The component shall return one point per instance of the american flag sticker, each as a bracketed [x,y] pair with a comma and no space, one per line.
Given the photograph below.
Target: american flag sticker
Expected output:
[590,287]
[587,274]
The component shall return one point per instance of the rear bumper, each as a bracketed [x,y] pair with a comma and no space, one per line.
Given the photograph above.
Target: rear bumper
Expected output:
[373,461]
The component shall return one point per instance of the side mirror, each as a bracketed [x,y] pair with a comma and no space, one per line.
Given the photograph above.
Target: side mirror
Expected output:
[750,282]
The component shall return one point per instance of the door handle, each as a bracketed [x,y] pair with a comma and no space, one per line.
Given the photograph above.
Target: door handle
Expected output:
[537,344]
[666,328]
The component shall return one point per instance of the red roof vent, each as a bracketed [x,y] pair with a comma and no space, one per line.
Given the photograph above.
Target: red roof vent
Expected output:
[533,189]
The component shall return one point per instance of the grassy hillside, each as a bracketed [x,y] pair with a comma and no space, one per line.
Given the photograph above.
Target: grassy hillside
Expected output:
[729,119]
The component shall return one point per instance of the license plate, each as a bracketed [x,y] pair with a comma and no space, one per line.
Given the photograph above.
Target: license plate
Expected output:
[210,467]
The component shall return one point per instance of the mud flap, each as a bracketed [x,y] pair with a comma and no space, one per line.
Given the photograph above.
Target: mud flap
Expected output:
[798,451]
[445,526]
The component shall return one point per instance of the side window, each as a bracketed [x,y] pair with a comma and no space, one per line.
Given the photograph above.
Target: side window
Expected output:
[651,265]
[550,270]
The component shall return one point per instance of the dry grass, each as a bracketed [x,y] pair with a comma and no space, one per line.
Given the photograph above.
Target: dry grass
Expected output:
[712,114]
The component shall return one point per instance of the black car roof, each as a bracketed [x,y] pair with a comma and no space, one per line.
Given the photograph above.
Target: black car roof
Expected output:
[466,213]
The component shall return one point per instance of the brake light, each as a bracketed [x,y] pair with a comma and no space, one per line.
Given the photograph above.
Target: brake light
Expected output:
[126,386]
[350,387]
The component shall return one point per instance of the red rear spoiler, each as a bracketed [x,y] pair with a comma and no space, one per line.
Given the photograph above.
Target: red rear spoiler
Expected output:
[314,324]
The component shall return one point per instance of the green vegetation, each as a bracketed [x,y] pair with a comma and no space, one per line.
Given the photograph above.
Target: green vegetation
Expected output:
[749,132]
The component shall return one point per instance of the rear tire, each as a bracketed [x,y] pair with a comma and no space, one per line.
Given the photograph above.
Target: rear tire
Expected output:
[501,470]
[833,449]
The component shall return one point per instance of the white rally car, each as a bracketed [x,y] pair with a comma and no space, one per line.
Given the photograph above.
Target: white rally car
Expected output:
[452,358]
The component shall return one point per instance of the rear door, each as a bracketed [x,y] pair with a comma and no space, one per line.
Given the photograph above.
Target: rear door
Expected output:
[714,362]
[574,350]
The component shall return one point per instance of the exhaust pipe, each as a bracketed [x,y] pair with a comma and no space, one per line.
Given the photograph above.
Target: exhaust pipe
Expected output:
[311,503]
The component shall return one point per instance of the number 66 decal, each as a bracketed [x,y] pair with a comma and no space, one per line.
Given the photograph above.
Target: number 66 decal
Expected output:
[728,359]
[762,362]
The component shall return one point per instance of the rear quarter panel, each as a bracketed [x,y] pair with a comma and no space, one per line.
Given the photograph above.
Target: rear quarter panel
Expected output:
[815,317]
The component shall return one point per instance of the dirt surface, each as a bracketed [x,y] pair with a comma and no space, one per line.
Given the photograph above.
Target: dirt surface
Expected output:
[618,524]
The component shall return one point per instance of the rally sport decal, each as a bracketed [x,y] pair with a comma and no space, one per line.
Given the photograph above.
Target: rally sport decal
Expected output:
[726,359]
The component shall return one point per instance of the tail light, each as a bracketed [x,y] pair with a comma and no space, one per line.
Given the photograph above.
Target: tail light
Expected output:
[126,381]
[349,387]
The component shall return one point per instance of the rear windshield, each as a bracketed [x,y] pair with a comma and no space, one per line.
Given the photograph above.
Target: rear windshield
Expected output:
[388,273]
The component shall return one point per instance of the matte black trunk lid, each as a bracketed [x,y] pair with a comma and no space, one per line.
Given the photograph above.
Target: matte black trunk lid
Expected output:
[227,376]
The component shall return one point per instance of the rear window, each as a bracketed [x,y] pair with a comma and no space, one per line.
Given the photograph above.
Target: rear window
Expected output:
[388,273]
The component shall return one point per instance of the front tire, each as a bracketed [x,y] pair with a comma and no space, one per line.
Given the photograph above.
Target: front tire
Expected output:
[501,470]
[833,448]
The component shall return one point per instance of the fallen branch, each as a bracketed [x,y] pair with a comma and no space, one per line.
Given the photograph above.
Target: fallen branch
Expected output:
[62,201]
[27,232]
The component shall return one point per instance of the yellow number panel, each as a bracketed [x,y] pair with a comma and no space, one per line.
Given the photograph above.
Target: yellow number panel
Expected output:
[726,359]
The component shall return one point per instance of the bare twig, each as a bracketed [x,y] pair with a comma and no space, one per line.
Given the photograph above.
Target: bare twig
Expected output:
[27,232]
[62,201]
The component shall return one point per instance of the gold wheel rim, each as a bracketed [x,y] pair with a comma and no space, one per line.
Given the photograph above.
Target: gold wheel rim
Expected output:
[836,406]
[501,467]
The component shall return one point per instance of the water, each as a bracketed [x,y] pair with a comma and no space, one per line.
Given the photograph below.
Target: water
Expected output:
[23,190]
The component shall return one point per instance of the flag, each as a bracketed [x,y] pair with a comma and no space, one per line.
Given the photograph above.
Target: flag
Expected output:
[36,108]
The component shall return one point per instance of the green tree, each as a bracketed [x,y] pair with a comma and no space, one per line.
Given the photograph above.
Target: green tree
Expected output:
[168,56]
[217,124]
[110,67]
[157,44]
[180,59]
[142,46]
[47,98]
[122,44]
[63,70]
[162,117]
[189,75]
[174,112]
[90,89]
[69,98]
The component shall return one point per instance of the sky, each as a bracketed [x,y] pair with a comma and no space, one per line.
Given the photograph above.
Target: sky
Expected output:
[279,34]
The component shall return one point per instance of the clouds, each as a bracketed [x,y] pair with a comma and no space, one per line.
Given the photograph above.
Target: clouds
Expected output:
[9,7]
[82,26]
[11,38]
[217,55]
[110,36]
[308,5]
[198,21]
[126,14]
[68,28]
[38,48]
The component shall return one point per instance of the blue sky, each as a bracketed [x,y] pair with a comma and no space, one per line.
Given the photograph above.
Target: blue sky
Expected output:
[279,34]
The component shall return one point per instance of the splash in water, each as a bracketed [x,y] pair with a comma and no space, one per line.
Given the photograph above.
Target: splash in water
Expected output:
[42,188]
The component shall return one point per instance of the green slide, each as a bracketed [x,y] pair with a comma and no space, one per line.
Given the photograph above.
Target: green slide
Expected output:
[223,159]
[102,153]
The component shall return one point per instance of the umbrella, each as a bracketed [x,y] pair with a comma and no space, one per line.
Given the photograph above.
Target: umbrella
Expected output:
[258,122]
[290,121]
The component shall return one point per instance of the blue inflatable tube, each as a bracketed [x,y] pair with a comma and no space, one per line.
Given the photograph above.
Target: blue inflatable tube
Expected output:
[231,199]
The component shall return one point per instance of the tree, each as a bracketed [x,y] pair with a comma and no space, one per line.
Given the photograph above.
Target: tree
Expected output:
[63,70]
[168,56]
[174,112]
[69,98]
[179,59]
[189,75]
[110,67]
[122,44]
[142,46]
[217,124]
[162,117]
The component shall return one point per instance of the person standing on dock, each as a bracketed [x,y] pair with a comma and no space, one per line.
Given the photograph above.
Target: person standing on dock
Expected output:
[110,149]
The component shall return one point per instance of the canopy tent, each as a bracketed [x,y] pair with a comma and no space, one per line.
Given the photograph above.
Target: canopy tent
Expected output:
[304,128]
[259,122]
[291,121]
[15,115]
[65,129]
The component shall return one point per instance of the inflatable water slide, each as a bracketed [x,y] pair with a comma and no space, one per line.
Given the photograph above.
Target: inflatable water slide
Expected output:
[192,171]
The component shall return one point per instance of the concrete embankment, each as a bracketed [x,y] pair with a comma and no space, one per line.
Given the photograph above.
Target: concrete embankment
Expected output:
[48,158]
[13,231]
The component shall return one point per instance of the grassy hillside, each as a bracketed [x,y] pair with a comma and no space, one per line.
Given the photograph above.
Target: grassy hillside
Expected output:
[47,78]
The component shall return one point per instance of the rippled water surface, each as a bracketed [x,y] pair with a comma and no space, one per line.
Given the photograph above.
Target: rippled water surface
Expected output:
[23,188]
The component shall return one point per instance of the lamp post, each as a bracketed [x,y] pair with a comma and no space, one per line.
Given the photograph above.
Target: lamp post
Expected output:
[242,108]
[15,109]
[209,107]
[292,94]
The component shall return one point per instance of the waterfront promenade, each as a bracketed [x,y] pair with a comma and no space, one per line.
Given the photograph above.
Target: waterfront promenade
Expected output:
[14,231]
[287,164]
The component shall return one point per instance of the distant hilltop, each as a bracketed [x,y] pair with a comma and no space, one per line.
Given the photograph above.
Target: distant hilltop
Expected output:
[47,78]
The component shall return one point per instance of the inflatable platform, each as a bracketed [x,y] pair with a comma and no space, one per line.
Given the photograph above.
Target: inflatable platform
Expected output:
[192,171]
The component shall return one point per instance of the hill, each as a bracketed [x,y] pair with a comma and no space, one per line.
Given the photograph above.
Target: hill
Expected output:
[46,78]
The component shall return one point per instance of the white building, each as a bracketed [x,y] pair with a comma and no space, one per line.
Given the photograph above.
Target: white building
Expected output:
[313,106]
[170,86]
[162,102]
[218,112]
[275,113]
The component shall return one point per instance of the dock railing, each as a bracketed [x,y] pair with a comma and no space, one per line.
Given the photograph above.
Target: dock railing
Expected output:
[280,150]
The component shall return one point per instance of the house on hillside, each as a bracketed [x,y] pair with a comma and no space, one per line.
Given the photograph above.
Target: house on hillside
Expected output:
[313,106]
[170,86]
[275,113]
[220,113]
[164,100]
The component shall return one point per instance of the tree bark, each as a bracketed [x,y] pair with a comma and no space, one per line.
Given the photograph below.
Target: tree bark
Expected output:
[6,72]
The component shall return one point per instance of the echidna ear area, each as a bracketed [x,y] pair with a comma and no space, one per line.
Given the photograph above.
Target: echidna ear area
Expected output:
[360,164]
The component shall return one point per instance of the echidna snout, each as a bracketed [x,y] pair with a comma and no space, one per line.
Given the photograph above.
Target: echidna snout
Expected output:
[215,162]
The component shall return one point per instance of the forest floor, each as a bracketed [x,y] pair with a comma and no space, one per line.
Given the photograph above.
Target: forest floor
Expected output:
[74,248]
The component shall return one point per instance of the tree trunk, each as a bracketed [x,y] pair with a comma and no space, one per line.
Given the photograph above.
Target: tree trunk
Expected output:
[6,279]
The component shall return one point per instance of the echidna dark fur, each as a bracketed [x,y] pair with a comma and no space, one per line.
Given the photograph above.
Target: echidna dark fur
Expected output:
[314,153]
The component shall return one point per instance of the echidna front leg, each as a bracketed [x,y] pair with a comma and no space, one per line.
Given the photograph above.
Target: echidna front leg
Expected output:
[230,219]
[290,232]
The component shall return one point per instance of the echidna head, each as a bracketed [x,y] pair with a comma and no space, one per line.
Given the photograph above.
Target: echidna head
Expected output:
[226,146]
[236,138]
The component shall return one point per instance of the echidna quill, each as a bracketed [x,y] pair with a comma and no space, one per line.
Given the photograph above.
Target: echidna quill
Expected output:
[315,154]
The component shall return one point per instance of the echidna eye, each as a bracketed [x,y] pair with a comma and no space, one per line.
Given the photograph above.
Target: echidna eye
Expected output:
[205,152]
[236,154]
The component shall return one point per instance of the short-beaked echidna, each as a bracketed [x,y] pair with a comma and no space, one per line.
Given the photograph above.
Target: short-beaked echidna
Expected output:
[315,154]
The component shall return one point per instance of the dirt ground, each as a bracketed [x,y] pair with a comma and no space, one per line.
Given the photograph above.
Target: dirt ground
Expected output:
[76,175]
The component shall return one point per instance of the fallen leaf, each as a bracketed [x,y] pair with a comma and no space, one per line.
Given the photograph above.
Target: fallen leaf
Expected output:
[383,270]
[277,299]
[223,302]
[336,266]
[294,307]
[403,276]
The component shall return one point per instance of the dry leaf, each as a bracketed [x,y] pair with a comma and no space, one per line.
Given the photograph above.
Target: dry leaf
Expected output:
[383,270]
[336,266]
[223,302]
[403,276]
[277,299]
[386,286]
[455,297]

Stated goal: Could you copy the records again, starting at the line that has "echidna eye, each" and stopping after the last line of the records, with the requests included and every x and y coordinate in the answer points shifted up by 110?

Exercise solution:
The component shall return one point per instance of the echidna eye, each as a bracketed [x,y] pair with a comma and no space, one per line.
Given the photograph above.
Target: echidna eye
Expected output:
[315,262]
[346,264]
The component shall return one point per instance of the short-beaked echidna, each as a bracketed [x,y] pair with a comma and no space, one per line.
Given the photograph above.
Target: short-beaked echidna
Expected output:
[425,264]
The component shall return one point per instance of the dirt ground, each as a bracketed [x,y] pair with a comma and no space, one per line.
Given the photograph above.
Target: dirt ground
Expected output:
[186,285]
The component shall return one point per instance of the fallen leaf, each as a bracketed [x,y] pair with a comma and no space, one per line.
Given the photograph above.
Target: fallen leaf
Expected output:
[493,380]
[387,409]
[333,412]
[446,376]
[404,417]
[513,386]
The component shall return one point per instance of the dry leaf, each as a bracketed [x,y] pair with a comma and no space, one per line.
Given the photograph above.
Target: dry leaf
Expected output:
[493,380]
[446,376]
[333,412]
[513,386]
[387,409]
[496,396]
[565,407]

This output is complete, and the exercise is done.